Provided text:
• • •

SECTION 13.3 CAPITAL CONTRIBUTION OBLIGATION

     If any Partner has a deficit balance in his, her, or its Capital Account
(after giving effect to all contributions, distributions and allocations for the
taxable years, including the year during which such liquidation occurs), such
Partner shall have no obligation to make any contribution to the capital of the
Partnership with respect to such deficit, and such deficit at any time shall not
be considered a debt owed to the Partnership or to any other Person for any
purpose whatsoever, except to the extent otherwise expressly agreed to by such
Partner and the Partnership.

SECTION 13.4 COMPLIANCE WITH TIMING REQUIREMENTS OF REGULATIONS

     In the discretion of the Liquidator or the General Partner, a pro rata
portion of the distributions that would otherwise be made to the General Partner
and Limited Partners pursuant to this Article 13 may be:

     (1) distributed to a trust established for the benefit of the General
Partner and Limited Partners for the purposes of liquidating Partnership assets,
collecting amounts owed to the Partnership, and paying any contingent or
unforeseen liabilities or obligations of the Partnership or of the General
Partner arising out of or in connection with the Partnership. The assets of any
such trust shall be distributed to the General Partner and Limited Partners from
time to time, in the reasonable discretion of the Liquidator or the General
Partner, in the same proportions and the amount distributed to such trust by the
Partnership would otherwise have been distributed to the General Partner and
Limited Partners pursuant to this Agreement; or

     (2) withheld or escrowed to provide a reasonable reserve for Partnership
liabilities (contingent or otherwise) and to reflect the unrealized portion of
any installment obligations owed to the Partnership, provided, that such
withheld or escrowed amounts shall be distributed to the General Partner and
Limited Partners in the manner and priority set forth in Section 13.2.A as soon
as practicable.

• • •

[Point annotation dataset records]
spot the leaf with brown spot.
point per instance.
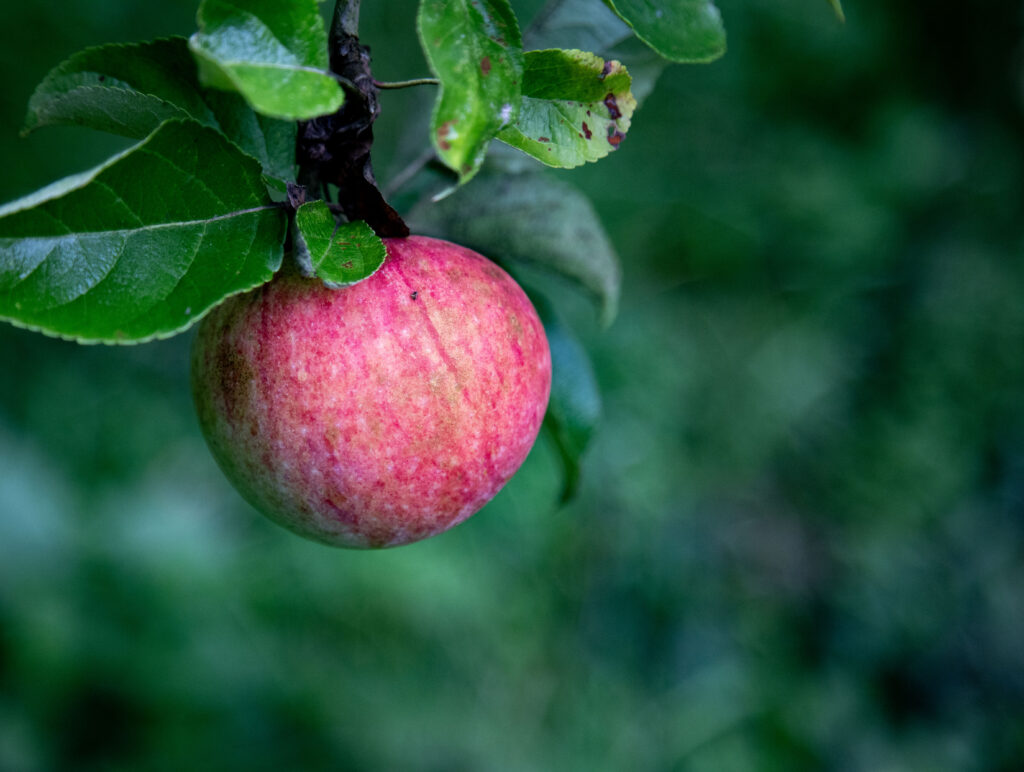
(339, 254)
(573, 103)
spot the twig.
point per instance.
(407, 84)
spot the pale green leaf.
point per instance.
(475, 49)
(272, 53)
(576, 108)
(529, 218)
(574, 406)
(686, 31)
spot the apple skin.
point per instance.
(379, 414)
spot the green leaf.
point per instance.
(141, 246)
(269, 140)
(645, 67)
(686, 31)
(131, 89)
(529, 218)
(576, 108)
(474, 48)
(341, 254)
(589, 25)
(272, 53)
(574, 406)
(124, 89)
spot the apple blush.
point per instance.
(379, 414)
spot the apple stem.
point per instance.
(407, 84)
(335, 148)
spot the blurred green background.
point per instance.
(800, 539)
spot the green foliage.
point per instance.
(341, 254)
(797, 545)
(274, 54)
(98, 257)
(574, 410)
(530, 219)
(131, 89)
(475, 50)
(678, 30)
(577, 108)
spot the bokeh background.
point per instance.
(799, 543)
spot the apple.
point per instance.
(379, 414)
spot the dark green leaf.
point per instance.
(131, 89)
(678, 30)
(531, 218)
(574, 408)
(269, 140)
(576, 108)
(340, 254)
(123, 89)
(272, 53)
(475, 50)
(142, 246)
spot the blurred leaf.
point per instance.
(141, 246)
(589, 25)
(131, 89)
(274, 54)
(685, 31)
(574, 408)
(475, 50)
(341, 254)
(576, 108)
(530, 218)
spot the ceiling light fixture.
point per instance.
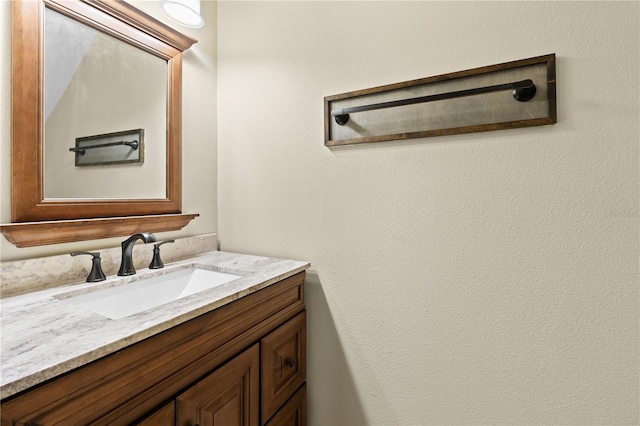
(184, 12)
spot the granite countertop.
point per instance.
(43, 337)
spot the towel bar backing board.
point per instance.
(465, 114)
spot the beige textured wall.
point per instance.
(199, 134)
(475, 279)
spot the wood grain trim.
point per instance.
(123, 21)
(140, 20)
(127, 385)
(30, 234)
(551, 95)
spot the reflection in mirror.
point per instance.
(95, 84)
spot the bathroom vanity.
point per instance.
(235, 354)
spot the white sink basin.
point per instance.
(137, 296)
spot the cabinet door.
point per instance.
(294, 412)
(166, 416)
(227, 397)
(283, 364)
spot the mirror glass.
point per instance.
(95, 84)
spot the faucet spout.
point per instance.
(126, 265)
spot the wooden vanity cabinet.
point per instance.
(241, 364)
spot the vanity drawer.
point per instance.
(283, 364)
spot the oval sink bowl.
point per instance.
(137, 296)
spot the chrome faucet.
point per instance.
(126, 265)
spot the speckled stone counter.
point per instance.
(43, 337)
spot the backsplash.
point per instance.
(24, 276)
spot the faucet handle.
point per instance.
(96, 273)
(156, 262)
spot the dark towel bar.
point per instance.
(522, 91)
(81, 150)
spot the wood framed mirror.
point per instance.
(39, 218)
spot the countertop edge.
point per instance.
(30, 379)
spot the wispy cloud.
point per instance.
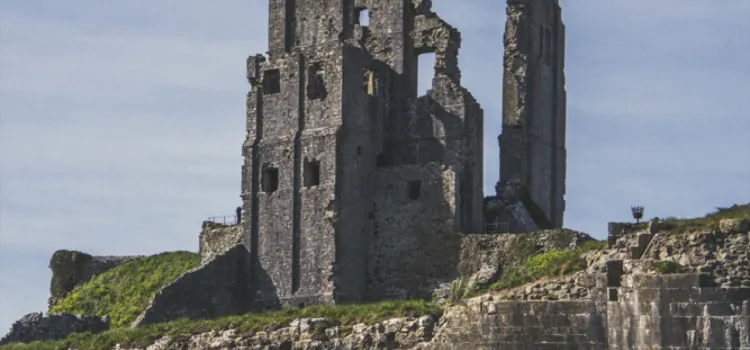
(122, 122)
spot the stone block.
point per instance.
(734, 226)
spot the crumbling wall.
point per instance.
(488, 324)
(214, 289)
(414, 240)
(532, 143)
(678, 312)
(37, 327)
(71, 269)
(216, 238)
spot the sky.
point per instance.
(121, 122)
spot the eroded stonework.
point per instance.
(348, 173)
(532, 143)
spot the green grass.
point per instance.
(340, 315)
(708, 222)
(555, 263)
(123, 292)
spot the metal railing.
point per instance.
(224, 220)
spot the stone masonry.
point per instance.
(338, 142)
(532, 143)
(349, 175)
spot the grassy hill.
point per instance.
(124, 291)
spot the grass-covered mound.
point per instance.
(341, 315)
(123, 292)
(555, 263)
(708, 222)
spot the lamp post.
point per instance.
(637, 212)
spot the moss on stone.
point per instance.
(558, 262)
(710, 221)
(336, 315)
(123, 292)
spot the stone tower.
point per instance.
(347, 172)
(532, 143)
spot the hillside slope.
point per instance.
(123, 292)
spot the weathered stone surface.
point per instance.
(729, 226)
(532, 143)
(38, 327)
(71, 269)
(217, 238)
(214, 289)
(343, 159)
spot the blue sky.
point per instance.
(121, 122)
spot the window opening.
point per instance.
(414, 189)
(371, 83)
(316, 88)
(312, 172)
(496, 224)
(363, 17)
(272, 82)
(426, 69)
(548, 45)
(270, 179)
(541, 42)
(382, 160)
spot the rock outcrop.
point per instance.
(71, 269)
(36, 326)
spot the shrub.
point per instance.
(555, 263)
(341, 315)
(125, 291)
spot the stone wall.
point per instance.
(677, 312)
(532, 144)
(217, 238)
(216, 288)
(414, 223)
(71, 269)
(37, 327)
(488, 324)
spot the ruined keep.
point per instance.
(346, 167)
(340, 149)
(531, 192)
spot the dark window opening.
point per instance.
(312, 172)
(371, 82)
(382, 160)
(270, 179)
(363, 17)
(540, 45)
(414, 189)
(548, 45)
(316, 88)
(290, 24)
(271, 82)
(426, 71)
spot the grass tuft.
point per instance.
(708, 222)
(337, 315)
(558, 262)
(123, 292)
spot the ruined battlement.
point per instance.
(339, 146)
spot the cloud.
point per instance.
(121, 124)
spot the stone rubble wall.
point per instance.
(37, 327)
(216, 238)
(71, 269)
(216, 288)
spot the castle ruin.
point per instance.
(347, 170)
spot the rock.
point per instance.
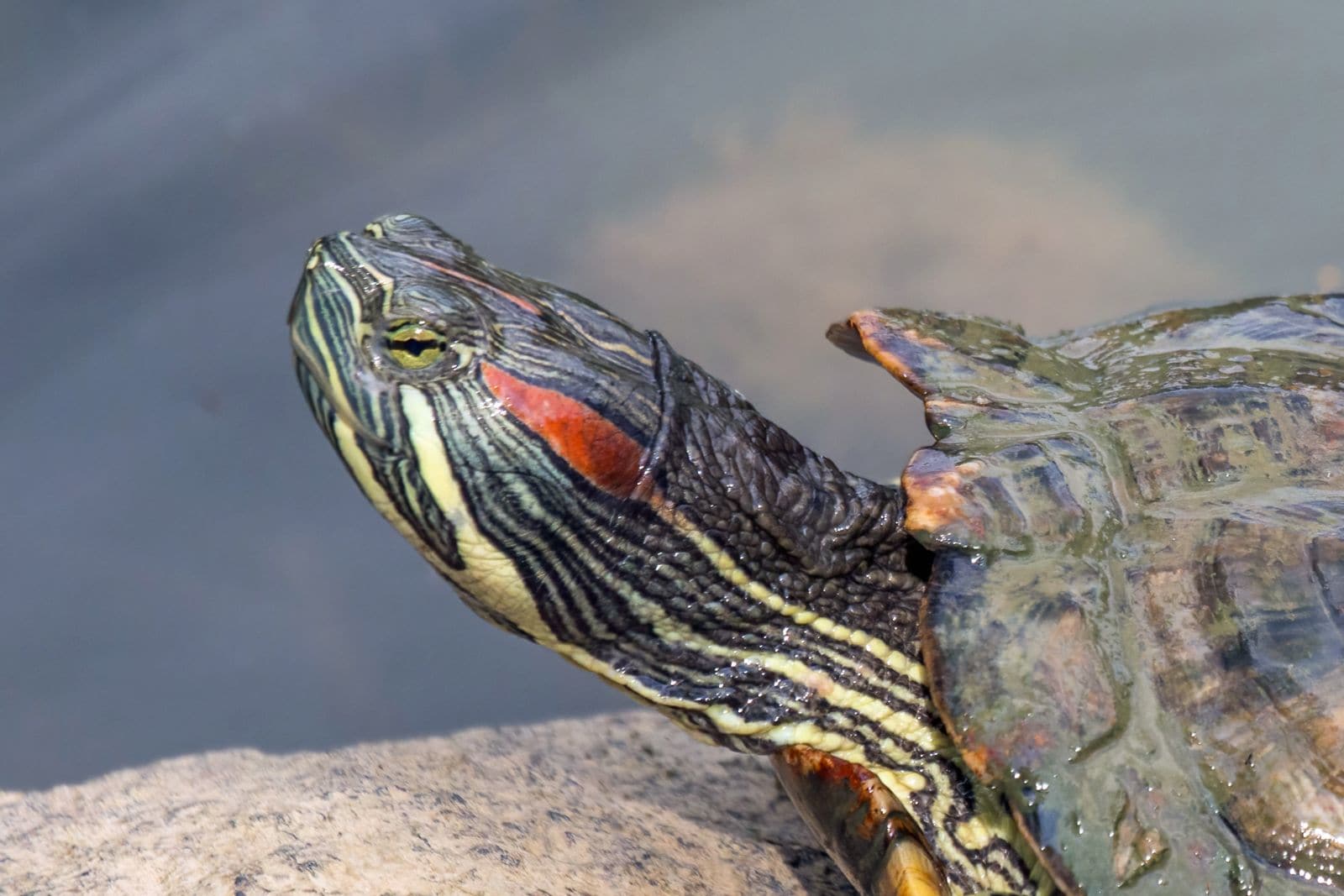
(622, 804)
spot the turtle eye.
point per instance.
(414, 345)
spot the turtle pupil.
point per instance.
(418, 345)
(414, 345)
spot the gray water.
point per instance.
(185, 563)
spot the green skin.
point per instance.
(589, 490)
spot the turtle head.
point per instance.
(588, 488)
(480, 411)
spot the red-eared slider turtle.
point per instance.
(1093, 642)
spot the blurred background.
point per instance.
(183, 563)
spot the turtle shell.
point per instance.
(1135, 624)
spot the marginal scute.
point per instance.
(1136, 620)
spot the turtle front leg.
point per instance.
(860, 824)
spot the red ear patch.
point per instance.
(589, 443)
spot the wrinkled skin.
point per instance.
(1120, 664)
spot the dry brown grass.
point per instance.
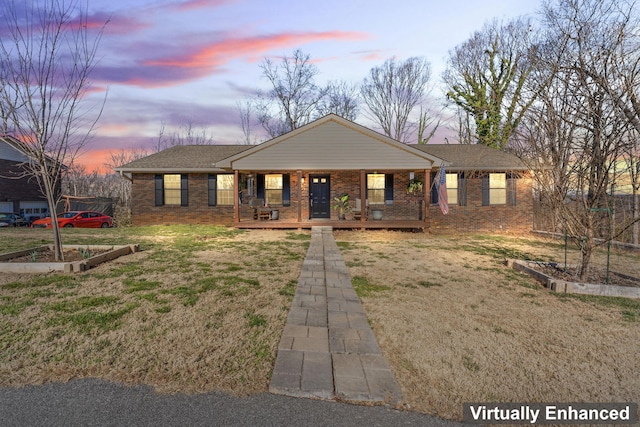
(207, 320)
(455, 324)
(458, 326)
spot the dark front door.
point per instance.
(319, 192)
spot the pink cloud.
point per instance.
(219, 53)
(206, 59)
(200, 4)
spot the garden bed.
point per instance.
(558, 278)
(77, 258)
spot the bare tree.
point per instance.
(574, 136)
(294, 97)
(487, 75)
(187, 134)
(393, 90)
(341, 98)
(246, 110)
(46, 58)
(425, 122)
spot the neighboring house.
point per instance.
(298, 175)
(19, 192)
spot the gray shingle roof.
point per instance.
(188, 158)
(184, 158)
(473, 157)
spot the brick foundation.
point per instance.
(471, 218)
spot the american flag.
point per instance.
(441, 182)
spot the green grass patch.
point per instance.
(289, 289)
(14, 306)
(364, 288)
(152, 297)
(82, 303)
(60, 281)
(133, 285)
(92, 321)
(629, 307)
(188, 295)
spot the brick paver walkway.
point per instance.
(327, 348)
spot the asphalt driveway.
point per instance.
(94, 402)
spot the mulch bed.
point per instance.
(597, 275)
(47, 255)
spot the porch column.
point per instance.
(363, 195)
(299, 174)
(236, 199)
(427, 195)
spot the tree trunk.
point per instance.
(586, 250)
(636, 224)
(51, 201)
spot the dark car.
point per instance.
(81, 219)
(12, 219)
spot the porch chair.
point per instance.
(358, 211)
(259, 211)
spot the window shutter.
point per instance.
(388, 189)
(184, 190)
(485, 191)
(286, 190)
(462, 190)
(434, 189)
(159, 187)
(213, 189)
(260, 186)
(511, 189)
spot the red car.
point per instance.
(81, 219)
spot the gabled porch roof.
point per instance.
(330, 143)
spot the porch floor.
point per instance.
(336, 224)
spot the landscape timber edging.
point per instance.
(558, 285)
(113, 252)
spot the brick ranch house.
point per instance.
(19, 193)
(297, 176)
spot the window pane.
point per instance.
(497, 188)
(375, 181)
(273, 189)
(375, 196)
(273, 182)
(225, 182)
(224, 197)
(273, 197)
(172, 189)
(452, 188)
(497, 180)
(498, 196)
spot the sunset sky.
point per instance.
(185, 61)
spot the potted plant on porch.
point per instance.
(342, 205)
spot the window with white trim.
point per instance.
(171, 185)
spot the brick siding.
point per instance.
(470, 218)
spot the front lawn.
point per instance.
(199, 308)
(203, 308)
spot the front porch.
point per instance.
(415, 225)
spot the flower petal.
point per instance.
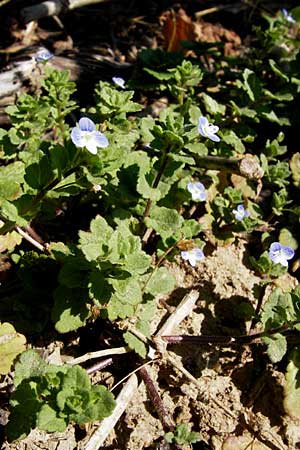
(100, 139)
(86, 124)
(213, 137)
(288, 252)
(76, 137)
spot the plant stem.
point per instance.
(247, 166)
(157, 401)
(156, 182)
(99, 365)
(225, 340)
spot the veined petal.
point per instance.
(76, 137)
(213, 128)
(91, 146)
(100, 139)
(288, 252)
(213, 137)
(202, 124)
(86, 124)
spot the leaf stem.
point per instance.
(226, 340)
(156, 182)
(247, 166)
(157, 401)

• • •

Write the next part of the partnership agreement text on liquidation, picking up right after its final sentence. The records have no role in this exercise.

Answer to the problem:
SECTION 13.5 DEEMED DISTRIBUTION AND RECONTRIBUTION

     Notwithstanding any other provision of this Article 13, in the event the
Partnership is liquidated within the meaning of Regulations Section
1.704-1(b)(2)(ii)(g) but no Liquidating Event has occurred, the Partnership's
property shall not be liquidated, the Partnership's liabilities shall not be
paid or discharged, and the Partnership's affairs shall not be wound up.
Instead, the Partnership shall be deemed to have


                                      -51-



contributed all of its assets and liabilities to a new partnership in exchange a
for an interest in the new partnership. Immediately thereafter, the Partnership
shall be deemed to distribute interests in the new partnership to the General
Partner and Limited Partners in proportion to their respective interests in the
Partnership in liquidation of the Partnership.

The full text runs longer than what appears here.